* begin The records *

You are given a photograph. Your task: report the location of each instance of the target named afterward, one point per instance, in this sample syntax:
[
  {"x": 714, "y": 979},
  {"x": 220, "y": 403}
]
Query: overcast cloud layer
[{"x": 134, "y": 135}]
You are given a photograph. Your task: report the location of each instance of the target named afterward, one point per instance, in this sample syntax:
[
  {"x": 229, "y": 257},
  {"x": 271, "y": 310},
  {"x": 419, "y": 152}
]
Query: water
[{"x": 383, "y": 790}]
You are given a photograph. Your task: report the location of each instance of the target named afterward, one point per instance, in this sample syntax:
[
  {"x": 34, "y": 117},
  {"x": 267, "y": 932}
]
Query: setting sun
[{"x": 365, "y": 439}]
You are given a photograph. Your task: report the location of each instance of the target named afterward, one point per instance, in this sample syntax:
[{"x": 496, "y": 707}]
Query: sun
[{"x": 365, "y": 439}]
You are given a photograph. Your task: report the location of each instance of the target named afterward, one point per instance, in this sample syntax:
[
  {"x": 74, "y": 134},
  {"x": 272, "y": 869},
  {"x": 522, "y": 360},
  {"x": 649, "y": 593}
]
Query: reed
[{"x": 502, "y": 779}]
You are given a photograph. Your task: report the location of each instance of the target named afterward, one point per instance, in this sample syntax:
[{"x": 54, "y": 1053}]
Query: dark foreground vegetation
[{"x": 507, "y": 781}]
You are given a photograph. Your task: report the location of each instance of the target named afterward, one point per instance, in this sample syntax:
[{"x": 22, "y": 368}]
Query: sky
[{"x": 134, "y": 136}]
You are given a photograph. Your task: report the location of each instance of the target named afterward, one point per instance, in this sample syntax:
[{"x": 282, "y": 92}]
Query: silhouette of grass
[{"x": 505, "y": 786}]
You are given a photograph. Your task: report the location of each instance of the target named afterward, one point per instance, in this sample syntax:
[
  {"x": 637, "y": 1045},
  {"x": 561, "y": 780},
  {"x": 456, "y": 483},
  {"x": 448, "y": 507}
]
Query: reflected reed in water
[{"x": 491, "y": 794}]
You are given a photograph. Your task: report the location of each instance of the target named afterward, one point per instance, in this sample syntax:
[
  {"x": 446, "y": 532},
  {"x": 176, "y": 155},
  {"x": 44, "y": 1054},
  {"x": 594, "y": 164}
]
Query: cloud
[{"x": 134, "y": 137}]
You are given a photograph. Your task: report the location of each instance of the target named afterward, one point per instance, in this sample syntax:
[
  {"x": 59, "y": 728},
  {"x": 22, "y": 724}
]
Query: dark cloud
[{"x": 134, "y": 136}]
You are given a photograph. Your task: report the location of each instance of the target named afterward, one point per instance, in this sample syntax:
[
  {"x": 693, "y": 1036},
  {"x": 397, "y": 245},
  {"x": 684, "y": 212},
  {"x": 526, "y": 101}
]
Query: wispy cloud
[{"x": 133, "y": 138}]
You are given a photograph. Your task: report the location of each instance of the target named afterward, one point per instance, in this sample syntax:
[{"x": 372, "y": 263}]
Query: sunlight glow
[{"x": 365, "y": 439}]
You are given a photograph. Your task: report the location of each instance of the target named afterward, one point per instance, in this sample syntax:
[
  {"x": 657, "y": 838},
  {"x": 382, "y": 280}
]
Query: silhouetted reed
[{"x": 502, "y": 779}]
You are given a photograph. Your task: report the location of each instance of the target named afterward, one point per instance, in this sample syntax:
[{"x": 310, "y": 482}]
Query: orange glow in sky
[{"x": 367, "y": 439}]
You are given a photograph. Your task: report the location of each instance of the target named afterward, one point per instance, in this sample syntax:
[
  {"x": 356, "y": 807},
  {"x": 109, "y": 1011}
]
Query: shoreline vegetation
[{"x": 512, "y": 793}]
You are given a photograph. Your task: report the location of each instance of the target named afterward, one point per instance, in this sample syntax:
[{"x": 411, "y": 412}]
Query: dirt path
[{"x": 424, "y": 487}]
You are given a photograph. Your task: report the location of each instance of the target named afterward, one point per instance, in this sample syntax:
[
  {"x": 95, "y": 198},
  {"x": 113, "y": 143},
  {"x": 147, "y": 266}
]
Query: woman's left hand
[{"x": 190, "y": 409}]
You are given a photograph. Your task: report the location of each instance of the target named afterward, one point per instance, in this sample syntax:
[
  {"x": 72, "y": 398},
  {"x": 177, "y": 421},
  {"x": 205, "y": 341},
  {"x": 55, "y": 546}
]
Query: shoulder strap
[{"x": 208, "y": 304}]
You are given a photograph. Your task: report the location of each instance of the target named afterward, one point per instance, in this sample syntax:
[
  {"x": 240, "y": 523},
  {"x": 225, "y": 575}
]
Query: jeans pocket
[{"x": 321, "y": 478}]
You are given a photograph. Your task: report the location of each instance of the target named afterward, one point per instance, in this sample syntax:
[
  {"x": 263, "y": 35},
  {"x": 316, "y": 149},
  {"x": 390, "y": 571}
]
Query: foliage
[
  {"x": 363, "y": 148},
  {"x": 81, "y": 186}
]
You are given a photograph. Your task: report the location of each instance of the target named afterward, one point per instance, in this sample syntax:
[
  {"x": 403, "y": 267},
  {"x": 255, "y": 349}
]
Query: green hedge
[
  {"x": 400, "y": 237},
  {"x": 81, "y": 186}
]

* end The records *

_Written task_: Transcribe all the entries, keeping each one exactly as it is.

_Exercise result_:
You are given a photograph. Your task: report the location of each instance of the target named afterward, one point per instance, in this sample syntax:
[
  {"x": 714, "y": 979},
  {"x": 220, "y": 403}
]
Query: overcast cloud layer
[{"x": 134, "y": 135}]
You are given a photograph. Your task: report the location of each instance of the target named afterward, one point per instance, in this sample syntax:
[
  {"x": 229, "y": 257},
  {"x": 271, "y": 310},
  {"x": 419, "y": 152}
]
Query: water
[{"x": 383, "y": 790}]
You are given a photograph. Your task: report the location of each instance of the target named afterward, one point per instance, in this sample syntax:
[
  {"x": 34, "y": 117},
  {"x": 267, "y": 932}
]
Query: setting sun
[{"x": 365, "y": 439}]
You are given a photograph. Your task: report the location of each instance of the target named afterward, one point per instance, in this sample syntax:
[{"x": 496, "y": 707}]
Query: sun
[{"x": 365, "y": 439}]
You are given a photograph. Your task: report the location of each instance of the target named afterward, one point per instance, in this sample syntax:
[
  {"x": 74, "y": 134},
  {"x": 272, "y": 869},
  {"x": 522, "y": 360},
  {"x": 649, "y": 593}
]
Query: reed
[{"x": 502, "y": 779}]
You are given a photograph. Your task: report the location of each instance of the target named afterward, one point per instance, in this sample syntax:
[{"x": 54, "y": 1053}]
Query: dark foreground vegetation
[{"x": 507, "y": 781}]
You are given a photograph. Your task: report the location of each instance of the target named afterward, one point per instance, in this sample syntax:
[{"x": 22, "y": 368}]
Query: sky
[{"x": 134, "y": 136}]
You are given a photograph. Your task: report the location of each instance of the target named afterward, one point per instance, in this sample syntax:
[{"x": 282, "y": 92}]
Query: silhouette of grass
[{"x": 505, "y": 786}]
You are given a photograph. Your task: report the location of each instance of the target named afterward, one point per instance, in this sample syntax:
[
  {"x": 637, "y": 1045},
  {"x": 561, "y": 780},
  {"x": 456, "y": 483},
  {"x": 448, "y": 507}
]
Query: reflected reed in water
[{"x": 491, "y": 794}]
You are given a photograph. Your task: report the location of each instance of the target named afterward, one point per instance, in this sample syntax:
[
  {"x": 446, "y": 532},
  {"x": 176, "y": 155},
  {"x": 44, "y": 1054},
  {"x": 594, "y": 164}
]
Query: cloud
[{"x": 134, "y": 137}]
You are given a photograph. Your task: report the location of each instance of the target named afterward, one point per instance, in this sample syntax:
[
  {"x": 59, "y": 728},
  {"x": 22, "y": 724}
]
Query: dark cloud
[{"x": 134, "y": 136}]
You are given a photograph. Your task: report the location of each instance of the target named afterward, one point per instance, in this sample syntax:
[
  {"x": 693, "y": 1036},
  {"x": 397, "y": 245},
  {"x": 684, "y": 212},
  {"x": 526, "y": 101}
]
Query: wispy cloud
[{"x": 133, "y": 138}]
You are given a photograph. Your task: report the location of each instance of the target named afterward, one point per instance, in this sample syntax:
[{"x": 372, "y": 263}]
Query: sunlight glow
[{"x": 365, "y": 439}]
You are given a photograph. Your task: report the location of each instance of the target named afterward, one point per instance, in this sample syntax:
[
  {"x": 657, "y": 838},
  {"x": 382, "y": 280}
]
Query: silhouetted reed
[{"x": 502, "y": 779}]
You are given a photograph. Your task: report the location of each instance of the target named afterward, one point per instance, in this sample syntax:
[{"x": 310, "y": 482}]
Query: orange glow in sky
[{"x": 367, "y": 439}]
You are given a photograph. Your task: report the location of each instance of the target named afterward, one point per instance, in this sample syntax:
[
  {"x": 356, "y": 807},
  {"x": 109, "y": 1011}
]
Query: shoreline vegetation
[{"x": 512, "y": 793}]
You are given a photograph. Your task: report the location of each instance of the target named afterward, one point per instance, in this sample syntax:
[{"x": 411, "y": 412}]
Query: dirt path
[{"x": 424, "y": 487}]
You are given a photograph. Your task: report the location of each instance of the target named afterward, one point per instance, in this sample syntax:
[
  {"x": 95, "y": 198},
  {"x": 113, "y": 143},
  {"x": 147, "y": 266}
]
Query: woman's left hand
[{"x": 190, "y": 409}]
You are given a photograph. Your task: report the location of each instance of the target named afterward, one point per instance, in this sample syntax:
[
  {"x": 72, "y": 398},
  {"x": 177, "y": 421},
  {"x": 205, "y": 341},
  {"x": 55, "y": 546}
]
Query: shoulder strap
[{"x": 208, "y": 304}]
You are given a photograph. Your task: report the location of each instance of the target named afterward, one point per instance, in this sample syntax:
[
  {"x": 240, "y": 523},
  {"x": 225, "y": 575}
]
Query: jeans pocket
[{"x": 321, "y": 478}]
You are given a photograph. Your task: report the location of each instance of the target named afterward, one point per instance, in this sample syntax:
[
  {"x": 263, "y": 35},
  {"x": 316, "y": 149},
  {"x": 390, "y": 571}
]
Query: foliage
[
  {"x": 363, "y": 148},
  {"x": 81, "y": 186}
]
You are given a photograph. Your task: report the location of each instance of the target named afterward, one point per instance, in this sample syntax:
[
  {"x": 403, "y": 267},
  {"x": 255, "y": 349}
]
Query: green hedge
[
  {"x": 400, "y": 237},
  {"x": 81, "y": 186}
]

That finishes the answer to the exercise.